* [Tasks to perform]:
1 - Answer these questions using the profile of Henriikka Hietaniemi:
(a) What height does the profile list for her?
(b) Which skating club is she with?
(c) What medal did she win at the 2009 Nordics?
2 - Transcribe the part of the Henriikka Hietaniemi profile that opens with the words containing "Finnish figure skater" and closes with "Nordic bronze medalist.".

* [Extract to read]:
▼

Henriikka Hietaniemi

Personal information
- Full name: Henriikka Hietaniemi
- Born: 26 May 1987 (age 39) Helsinki, Finland
- Height: 1.60 m (5 ft 3 in)

Figure skating career
- Country: Finland
- Coach: Tiiu Valgemäe Susanna Malinen
- Skating club: Myllypuron FSC

= Henriikka Hietaniemi =

Finnish figure skater

Henriikka Hietaniemi (born 26 May 1987) is a Finnish former competitive figure skater. She is the 2006 Cup of Nice silver medalist and 2009 Nordic bronze medalist.

▲

* [Records supplied]:
▼

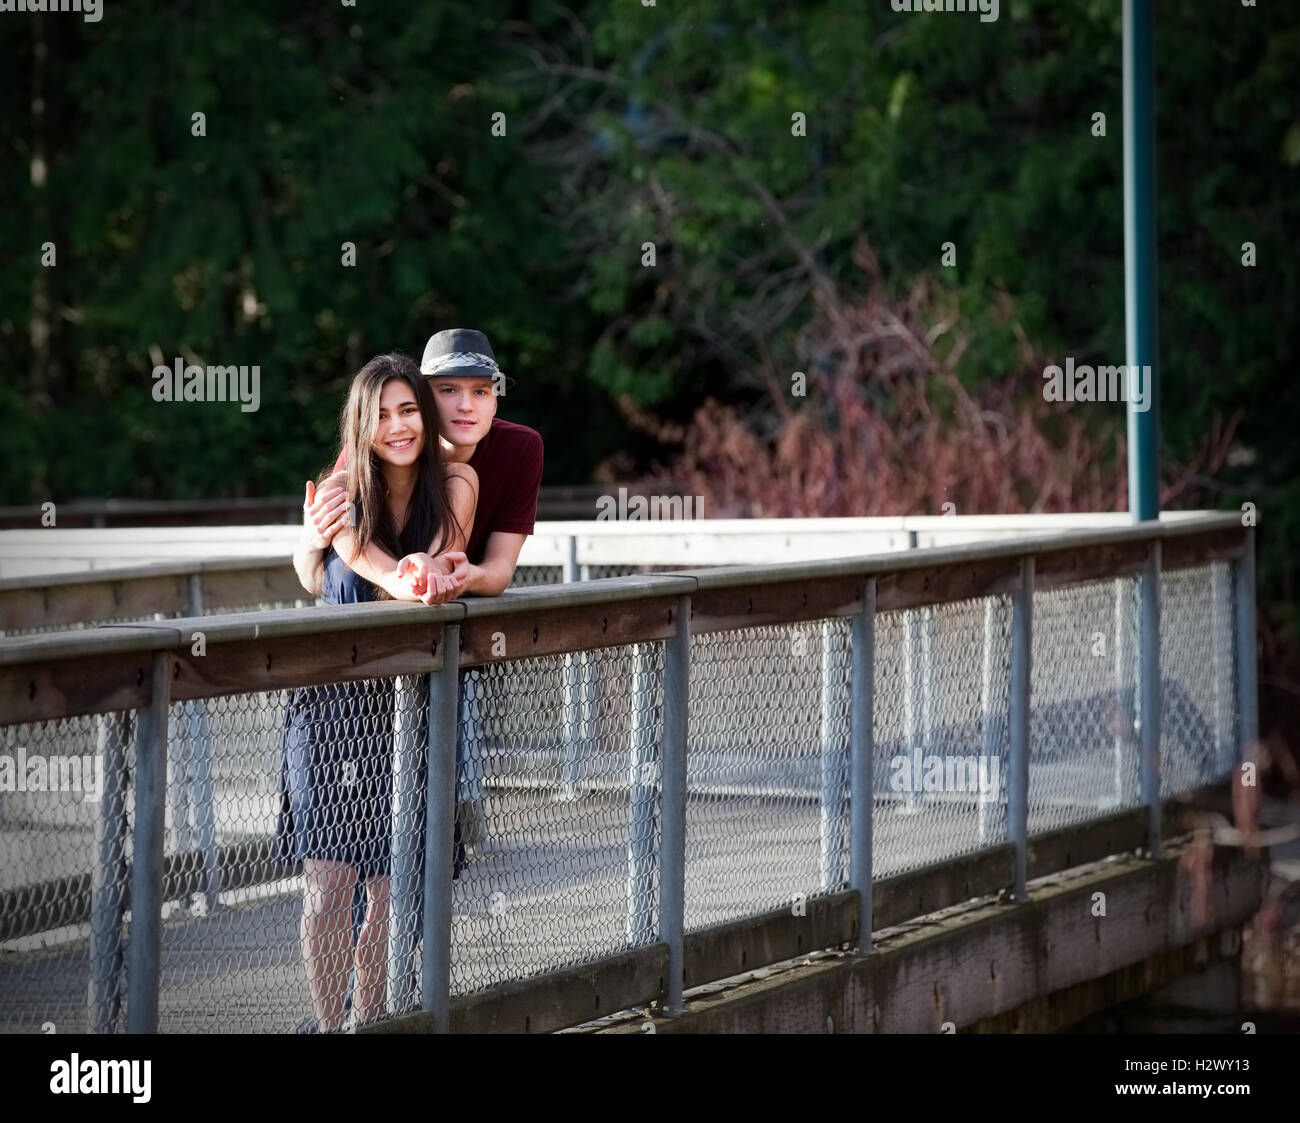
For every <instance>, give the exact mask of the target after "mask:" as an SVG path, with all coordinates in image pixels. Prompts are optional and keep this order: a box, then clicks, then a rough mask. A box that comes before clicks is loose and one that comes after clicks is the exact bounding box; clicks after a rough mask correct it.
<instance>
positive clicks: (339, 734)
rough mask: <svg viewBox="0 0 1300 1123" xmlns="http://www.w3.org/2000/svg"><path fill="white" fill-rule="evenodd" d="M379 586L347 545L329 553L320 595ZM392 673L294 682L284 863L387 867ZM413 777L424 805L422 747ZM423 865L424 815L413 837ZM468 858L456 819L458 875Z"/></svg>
mask: <svg viewBox="0 0 1300 1123" xmlns="http://www.w3.org/2000/svg"><path fill="white" fill-rule="evenodd" d="M374 593H376V590H374V586H373V585H372V584H370V582H369V581H367V580H365V578H364V577H360V576H357V574H356V573H355V572H354V571H352V569H350V568H348V567H347V565H346V564H344V563H343V559H342V558H339V555H338V554H337V552H335V551H334V550H330V551H329V552H328V554H326V555H325V572H324V577H322V581H321V599H324V600H326V602H328V603H330V604H359V603H365V602H368V600H376V599H377V598H376V595H374ZM394 695H395V690H394V684H393V680H391V678H387V680H380V681H376V682H334V684H328V685H324V686H300V688H298V689H295V690H291V691H290V697H289V704H287V706H286V708H285V723H283V758H282V763H281V771H279V815H278V820H277V824H276V855H277V858H278V859H279V860H281V862H282V863H291V862H295V860H302V859H303V858H321V859H329V860H334V862H343V863H346V864H348V866H352V867H355V868H356V870H357V873H359V875H360V876H363V877H376V876H387V875H389V872H390V868H389V867H390V853H391V837H393V706H394ZM428 729H429V715H428V710H425V708H424V707H421V708H420V715H419V727H417V733H416V743H417V745H420V746H424V745H426V743H428ZM420 758H421V759H420V763H419V767H417V769H416V776H415V782H416V785H417V788H419V790H420V793H421V799H420V806H421V807H422V806H424V798H422V793H424V785H425V762H424V753H422V751H421V754H420ZM409 845H411V846H413V847H415V854H416V855H417V864H419V867H420V870H421V871H422V868H424V815H422V814H421V815H420V827H419V832H417V837H415V838H412V840H411V844H409ZM463 867H464V846H463V845H461V842H460V823H459V820H458V823H456V833H455V850H454V867H452V875H451V876H452V877H459V876H460V871H461V868H463Z"/></svg>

▲

* [Your responses]:
1 -
(a) 1.60 m (5 ft 3 in)
(b) Myllypuron FSC
(c) Bronze

2 -
Finnish figure skater

Henriikka Hietaniemi (born 26 May 1987) is a Finnish former competitive figure skater. She is the 2006 Cup of Nice silver medalist and 2009 Nordic bronze medalist.